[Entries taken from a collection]

+ + + + +

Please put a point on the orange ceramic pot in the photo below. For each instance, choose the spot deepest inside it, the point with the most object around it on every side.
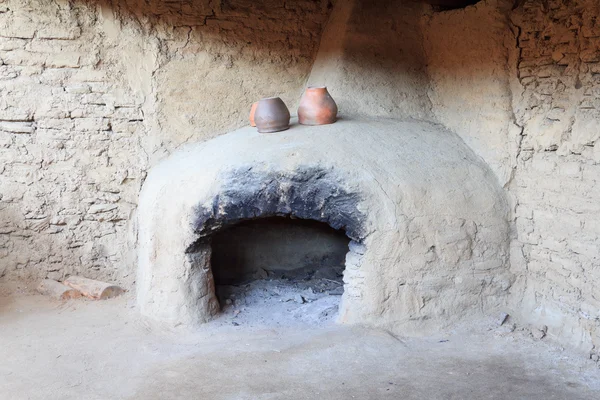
(272, 115)
(317, 107)
(252, 111)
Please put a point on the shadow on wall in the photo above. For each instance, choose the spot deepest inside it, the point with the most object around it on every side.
(371, 57)
(210, 60)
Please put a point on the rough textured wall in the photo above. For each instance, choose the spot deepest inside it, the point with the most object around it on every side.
(92, 93)
(557, 180)
(469, 70)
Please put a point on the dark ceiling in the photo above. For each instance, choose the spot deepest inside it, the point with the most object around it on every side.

+ + + + +

● What the exercise asks
The copy you produce must match the entries above exactly, except that it has no pictures.

● Solution to this task
Please put a point on the orange ceramic pot in the photo below. For each instance, choose the spot deepest inside it, the point with the most object around it on every side.
(272, 115)
(317, 107)
(252, 111)
Please put a point on the shadow on wall in the photo above. For each instance, choose the spot deepest inside it, the point with the most object around it on every side.
(371, 57)
(210, 60)
Please put a point on the rough textured wall in the photo above. For each instance, choose the spot deepest inside it, the point with the most object around it on every side.
(92, 93)
(557, 180)
(469, 70)
Please put a point on the dark ceiling in the photo above. For each instance, choose the spot deepest inside it, the point with the most object around it on every side.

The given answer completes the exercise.